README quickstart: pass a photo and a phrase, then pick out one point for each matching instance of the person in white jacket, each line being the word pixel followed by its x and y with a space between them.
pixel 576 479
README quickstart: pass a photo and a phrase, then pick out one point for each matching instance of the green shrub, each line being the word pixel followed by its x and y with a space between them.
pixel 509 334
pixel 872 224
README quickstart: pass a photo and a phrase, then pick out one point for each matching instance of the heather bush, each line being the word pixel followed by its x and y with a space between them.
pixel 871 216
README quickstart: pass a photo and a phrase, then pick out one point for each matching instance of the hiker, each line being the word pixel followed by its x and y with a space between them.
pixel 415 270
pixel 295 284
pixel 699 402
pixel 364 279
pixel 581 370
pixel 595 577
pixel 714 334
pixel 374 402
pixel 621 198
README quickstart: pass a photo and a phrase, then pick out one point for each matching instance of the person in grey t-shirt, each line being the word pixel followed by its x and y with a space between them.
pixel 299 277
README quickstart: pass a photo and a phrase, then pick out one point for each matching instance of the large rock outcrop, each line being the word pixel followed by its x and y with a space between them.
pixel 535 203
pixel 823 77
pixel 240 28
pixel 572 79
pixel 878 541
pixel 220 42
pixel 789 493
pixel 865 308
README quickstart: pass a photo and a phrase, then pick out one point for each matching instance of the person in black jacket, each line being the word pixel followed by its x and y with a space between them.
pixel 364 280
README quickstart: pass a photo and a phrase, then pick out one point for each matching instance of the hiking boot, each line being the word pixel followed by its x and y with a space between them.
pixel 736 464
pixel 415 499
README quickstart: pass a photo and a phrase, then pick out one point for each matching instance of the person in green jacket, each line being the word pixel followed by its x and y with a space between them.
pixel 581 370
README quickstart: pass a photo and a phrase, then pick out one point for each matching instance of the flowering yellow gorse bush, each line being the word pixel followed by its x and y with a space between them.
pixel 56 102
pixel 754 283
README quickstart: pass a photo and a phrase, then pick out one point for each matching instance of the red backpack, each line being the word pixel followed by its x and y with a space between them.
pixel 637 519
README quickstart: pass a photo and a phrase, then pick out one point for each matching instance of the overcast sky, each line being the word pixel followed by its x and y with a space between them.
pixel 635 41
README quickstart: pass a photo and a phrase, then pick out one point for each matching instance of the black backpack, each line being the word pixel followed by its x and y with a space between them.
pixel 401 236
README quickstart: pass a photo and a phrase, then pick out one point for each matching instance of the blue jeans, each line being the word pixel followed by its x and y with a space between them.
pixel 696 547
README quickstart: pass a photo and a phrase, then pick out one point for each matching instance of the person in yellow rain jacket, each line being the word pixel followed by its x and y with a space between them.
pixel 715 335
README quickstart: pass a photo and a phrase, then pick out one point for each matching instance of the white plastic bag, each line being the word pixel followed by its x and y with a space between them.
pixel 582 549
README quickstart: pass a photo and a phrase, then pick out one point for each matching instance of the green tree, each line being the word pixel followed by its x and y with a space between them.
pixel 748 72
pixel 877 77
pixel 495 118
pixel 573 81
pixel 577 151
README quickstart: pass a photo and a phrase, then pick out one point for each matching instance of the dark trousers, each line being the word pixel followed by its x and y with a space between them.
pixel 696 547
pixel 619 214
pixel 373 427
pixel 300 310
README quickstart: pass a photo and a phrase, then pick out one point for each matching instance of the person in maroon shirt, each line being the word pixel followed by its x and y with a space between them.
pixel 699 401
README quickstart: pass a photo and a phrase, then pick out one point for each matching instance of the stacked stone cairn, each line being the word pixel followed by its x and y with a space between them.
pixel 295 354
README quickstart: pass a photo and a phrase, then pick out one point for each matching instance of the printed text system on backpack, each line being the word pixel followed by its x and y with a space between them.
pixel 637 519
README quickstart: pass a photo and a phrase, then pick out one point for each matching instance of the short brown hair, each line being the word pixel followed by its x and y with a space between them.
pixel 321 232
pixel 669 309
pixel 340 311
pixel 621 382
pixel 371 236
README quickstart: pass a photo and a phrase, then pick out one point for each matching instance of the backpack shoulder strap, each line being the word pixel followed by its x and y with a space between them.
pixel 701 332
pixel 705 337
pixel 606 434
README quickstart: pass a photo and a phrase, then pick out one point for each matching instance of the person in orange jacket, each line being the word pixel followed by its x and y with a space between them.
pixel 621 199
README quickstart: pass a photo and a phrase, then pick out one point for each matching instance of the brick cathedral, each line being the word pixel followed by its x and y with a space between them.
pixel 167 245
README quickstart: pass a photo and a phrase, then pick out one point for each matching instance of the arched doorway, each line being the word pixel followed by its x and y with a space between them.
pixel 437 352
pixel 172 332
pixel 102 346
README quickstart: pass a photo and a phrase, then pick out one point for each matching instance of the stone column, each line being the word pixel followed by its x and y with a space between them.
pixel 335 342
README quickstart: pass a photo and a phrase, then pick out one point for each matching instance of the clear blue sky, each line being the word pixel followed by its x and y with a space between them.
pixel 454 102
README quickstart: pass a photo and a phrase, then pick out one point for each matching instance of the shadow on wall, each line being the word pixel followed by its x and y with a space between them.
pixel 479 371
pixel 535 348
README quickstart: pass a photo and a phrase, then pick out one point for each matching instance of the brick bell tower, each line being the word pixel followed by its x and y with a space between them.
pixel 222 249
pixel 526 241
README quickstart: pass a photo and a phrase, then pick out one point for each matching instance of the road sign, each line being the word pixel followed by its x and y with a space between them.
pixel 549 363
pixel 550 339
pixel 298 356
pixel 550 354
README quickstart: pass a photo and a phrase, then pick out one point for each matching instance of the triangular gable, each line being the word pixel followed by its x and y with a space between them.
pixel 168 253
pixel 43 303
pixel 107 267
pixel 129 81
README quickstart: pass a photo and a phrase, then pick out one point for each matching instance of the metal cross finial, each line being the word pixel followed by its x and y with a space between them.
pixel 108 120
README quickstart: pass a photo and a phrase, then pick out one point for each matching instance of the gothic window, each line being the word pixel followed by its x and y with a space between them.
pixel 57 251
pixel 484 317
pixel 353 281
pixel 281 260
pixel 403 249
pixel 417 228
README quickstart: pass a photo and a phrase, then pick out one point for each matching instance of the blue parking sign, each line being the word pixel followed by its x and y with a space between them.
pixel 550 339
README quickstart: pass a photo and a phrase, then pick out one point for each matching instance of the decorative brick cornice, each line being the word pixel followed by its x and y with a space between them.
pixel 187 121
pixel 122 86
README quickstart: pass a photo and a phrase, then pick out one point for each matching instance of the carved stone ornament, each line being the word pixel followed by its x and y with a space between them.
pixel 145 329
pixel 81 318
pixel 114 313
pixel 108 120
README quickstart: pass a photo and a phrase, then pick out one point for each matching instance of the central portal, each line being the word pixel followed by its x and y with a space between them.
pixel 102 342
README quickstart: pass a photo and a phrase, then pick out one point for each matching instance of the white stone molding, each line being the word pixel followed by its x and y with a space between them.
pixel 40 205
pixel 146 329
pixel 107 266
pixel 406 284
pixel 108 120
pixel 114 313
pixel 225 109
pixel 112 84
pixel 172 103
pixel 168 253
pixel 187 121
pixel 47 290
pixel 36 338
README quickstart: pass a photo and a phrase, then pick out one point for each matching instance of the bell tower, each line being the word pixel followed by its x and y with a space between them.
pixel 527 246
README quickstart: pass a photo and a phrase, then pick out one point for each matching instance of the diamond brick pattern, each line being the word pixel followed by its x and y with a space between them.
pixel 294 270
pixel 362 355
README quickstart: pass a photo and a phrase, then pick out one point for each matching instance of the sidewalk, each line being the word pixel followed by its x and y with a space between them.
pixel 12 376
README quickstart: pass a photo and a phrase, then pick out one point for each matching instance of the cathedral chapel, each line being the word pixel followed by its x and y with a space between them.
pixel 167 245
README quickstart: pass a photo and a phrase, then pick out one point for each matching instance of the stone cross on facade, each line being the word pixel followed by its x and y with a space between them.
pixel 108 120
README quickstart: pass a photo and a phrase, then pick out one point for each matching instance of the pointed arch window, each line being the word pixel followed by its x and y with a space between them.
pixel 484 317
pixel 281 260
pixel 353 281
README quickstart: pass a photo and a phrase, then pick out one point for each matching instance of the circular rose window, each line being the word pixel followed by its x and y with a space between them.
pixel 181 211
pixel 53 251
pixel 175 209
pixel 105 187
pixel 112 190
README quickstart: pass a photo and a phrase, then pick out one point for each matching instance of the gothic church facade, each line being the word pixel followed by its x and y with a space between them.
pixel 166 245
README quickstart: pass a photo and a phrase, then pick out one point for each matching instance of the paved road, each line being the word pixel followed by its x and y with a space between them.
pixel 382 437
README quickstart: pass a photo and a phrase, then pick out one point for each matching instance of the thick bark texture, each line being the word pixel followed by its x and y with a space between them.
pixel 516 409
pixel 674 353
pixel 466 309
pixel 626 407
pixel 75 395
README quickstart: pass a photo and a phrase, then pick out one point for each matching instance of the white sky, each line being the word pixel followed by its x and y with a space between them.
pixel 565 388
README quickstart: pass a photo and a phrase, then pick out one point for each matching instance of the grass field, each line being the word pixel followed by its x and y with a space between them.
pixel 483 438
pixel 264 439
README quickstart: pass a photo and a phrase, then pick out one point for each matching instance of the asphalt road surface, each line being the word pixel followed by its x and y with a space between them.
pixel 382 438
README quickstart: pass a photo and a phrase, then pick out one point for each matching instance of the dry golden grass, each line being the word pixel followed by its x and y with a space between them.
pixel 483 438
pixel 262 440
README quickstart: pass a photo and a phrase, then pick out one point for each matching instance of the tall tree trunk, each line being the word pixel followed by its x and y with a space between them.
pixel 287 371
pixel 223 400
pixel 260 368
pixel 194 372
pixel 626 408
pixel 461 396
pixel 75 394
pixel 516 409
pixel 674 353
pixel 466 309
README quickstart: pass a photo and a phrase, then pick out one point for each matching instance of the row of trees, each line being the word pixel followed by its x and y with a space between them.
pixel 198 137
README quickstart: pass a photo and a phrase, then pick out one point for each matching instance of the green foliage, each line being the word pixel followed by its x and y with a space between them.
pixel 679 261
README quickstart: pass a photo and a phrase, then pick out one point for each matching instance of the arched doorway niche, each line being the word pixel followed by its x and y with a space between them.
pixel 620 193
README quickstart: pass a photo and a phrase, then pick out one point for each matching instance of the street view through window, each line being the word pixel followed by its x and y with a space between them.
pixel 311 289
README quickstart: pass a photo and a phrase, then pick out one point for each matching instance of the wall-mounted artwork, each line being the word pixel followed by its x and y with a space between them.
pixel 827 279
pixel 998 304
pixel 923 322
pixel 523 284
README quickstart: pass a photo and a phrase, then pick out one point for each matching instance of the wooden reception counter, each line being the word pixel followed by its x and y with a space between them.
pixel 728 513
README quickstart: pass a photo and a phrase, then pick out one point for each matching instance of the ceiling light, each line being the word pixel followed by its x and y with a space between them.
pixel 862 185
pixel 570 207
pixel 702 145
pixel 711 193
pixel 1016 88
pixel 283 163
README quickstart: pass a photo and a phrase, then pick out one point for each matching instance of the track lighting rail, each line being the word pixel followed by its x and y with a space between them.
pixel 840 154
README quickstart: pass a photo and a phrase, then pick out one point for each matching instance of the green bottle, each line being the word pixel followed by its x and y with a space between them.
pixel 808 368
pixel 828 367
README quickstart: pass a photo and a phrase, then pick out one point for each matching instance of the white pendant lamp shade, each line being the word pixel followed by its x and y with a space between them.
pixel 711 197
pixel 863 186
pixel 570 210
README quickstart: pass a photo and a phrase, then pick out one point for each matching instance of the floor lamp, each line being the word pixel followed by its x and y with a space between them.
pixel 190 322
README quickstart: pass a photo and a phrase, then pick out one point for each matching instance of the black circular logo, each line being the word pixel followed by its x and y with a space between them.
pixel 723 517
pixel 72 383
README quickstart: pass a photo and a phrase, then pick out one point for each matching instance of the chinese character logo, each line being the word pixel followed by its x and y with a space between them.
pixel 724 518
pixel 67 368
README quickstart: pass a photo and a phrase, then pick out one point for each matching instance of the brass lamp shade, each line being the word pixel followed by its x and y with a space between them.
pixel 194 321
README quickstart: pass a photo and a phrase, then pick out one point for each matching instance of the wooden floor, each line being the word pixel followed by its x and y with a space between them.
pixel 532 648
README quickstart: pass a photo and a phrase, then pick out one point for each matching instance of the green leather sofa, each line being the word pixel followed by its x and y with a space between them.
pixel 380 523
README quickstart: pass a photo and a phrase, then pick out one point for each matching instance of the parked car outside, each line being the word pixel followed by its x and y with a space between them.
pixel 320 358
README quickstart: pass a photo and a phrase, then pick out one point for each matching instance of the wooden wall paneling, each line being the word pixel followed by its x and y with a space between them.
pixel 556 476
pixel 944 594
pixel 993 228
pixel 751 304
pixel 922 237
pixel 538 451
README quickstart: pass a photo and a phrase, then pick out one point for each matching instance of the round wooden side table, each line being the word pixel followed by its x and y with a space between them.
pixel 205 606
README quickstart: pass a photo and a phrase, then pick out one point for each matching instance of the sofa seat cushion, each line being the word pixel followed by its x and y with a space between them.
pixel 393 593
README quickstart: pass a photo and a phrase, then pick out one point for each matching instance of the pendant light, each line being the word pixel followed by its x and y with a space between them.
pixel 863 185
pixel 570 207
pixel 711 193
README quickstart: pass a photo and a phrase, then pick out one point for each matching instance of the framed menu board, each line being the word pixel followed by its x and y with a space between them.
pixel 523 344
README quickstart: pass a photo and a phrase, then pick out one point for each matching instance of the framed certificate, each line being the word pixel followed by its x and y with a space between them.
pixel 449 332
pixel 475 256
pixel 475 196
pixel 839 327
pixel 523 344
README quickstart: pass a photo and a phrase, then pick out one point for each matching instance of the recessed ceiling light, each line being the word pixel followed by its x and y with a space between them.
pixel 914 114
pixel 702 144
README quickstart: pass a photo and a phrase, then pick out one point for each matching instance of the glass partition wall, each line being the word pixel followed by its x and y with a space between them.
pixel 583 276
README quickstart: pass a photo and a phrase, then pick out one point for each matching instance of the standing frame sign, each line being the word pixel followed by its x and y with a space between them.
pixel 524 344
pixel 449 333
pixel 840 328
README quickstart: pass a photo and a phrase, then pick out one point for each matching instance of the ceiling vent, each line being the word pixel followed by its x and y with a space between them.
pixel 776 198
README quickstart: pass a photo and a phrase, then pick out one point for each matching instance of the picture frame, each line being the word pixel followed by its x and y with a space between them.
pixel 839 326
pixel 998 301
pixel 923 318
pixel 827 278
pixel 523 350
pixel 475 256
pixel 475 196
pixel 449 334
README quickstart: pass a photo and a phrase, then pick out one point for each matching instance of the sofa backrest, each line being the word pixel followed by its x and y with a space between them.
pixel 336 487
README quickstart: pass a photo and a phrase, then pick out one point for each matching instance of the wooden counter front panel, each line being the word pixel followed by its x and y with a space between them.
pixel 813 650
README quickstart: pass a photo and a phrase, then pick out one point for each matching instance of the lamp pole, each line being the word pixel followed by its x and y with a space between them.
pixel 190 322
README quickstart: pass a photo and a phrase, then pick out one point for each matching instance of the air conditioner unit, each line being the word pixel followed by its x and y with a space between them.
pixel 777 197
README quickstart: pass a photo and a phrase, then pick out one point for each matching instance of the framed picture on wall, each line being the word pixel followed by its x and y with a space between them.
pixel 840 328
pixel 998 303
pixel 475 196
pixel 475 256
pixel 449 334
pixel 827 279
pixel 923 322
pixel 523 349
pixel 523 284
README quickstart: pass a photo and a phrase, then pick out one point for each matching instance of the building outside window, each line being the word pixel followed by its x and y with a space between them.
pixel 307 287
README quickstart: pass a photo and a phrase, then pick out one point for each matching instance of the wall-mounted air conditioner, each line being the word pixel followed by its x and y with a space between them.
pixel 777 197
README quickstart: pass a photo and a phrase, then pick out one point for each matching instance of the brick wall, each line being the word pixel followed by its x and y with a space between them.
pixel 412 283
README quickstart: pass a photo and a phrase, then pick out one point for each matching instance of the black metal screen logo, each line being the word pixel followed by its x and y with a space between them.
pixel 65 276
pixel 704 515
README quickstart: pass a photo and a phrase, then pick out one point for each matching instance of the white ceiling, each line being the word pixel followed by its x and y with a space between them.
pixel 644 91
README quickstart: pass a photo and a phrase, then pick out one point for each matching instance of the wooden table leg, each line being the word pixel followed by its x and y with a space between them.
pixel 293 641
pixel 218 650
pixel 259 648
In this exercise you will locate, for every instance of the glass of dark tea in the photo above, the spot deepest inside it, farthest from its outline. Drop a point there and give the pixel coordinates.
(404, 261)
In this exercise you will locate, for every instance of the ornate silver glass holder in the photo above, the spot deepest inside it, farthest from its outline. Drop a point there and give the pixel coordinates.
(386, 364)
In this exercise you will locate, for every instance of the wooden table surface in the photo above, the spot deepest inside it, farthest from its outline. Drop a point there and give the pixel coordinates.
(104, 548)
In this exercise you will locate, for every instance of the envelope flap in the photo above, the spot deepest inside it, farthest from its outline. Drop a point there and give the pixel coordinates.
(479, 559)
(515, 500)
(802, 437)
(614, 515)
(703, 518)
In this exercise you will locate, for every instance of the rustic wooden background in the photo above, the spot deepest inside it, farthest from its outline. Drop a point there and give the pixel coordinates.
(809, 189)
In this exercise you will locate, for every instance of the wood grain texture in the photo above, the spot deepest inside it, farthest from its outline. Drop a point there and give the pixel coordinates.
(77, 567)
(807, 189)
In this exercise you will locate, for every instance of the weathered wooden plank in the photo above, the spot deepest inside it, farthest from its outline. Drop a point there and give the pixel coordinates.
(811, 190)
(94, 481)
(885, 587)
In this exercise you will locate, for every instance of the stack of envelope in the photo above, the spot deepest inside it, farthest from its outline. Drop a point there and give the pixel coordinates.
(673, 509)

# Aim:
Repeat precisely the lines of the data starting at the one containing "white ceiling, each", last line included.

# Result of the exercise:
README quickstart: pass a photo and a phrase, then pick out one point for each matching instance of the white ceiling, each line being the word pixel followed by its x and y with a space between them.
pixel 644 91
README quickstart: pass a photo and a phrase, then pick out one point for each matching instance of the wooden table leg, each line being the word pixel followed by its x and y with a space between them.
pixel 293 641
pixel 218 650
pixel 259 648
In this exercise you will locate, for every instance of the glass of dark tea in the photo above, the spot deepest inside it, farthest from its outline. Drop a point there and give the pixel coordinates.
(404, 261)
In this exercise you will locate, for every instance of the ornate silver glass holder in the photo above, the spot deepest inside it, farthest from its outline. Drop a point there and give the pixel coordinates.
(386, 364)
In this exercise you will locate, for every instance of the wooden table surface in the photo above, the spot deepest inside it, farthest from its outline. Drop a point there and give the pixel coordinates.
(104, 548)
In this exercise you will locate, for every instance of the envelope flap in the photo above, the spot deepest inside it, farthest from its outline. Drop a point there and give the pixel coordinates.
(479, 559)
(515, 500)
(802, 437)
(614, 515)
(703, 518)
In this exercise you will locate, for every instance of the rustic wooden background in the photo above, the spot deepest inside it, farthest from its outline. Drop a point there and give the pixel coordinates.
(809, 189)
In this exercise you will locate, for every instance of the wood grain texture in the photo above, the spot deepest inside it, farthest from its outline. Drop a point there and give the pixel coordinates.
(77, 567)
(807, 189)
In this exercise you will locate, for every instance of the weathered wooden plank in the photo above, the spot deepest inside it, farthest from its outline. Drop a point there and give the pixel coordinates.
(811, 190)
(94, 481)
(885, 587)
In this exercise you will locate, for every instance of the stack of envelope in the photo above, the spot deepest inside it, farthest from its outline. Drop a point there and give the pixel coordinates.
(673, 509)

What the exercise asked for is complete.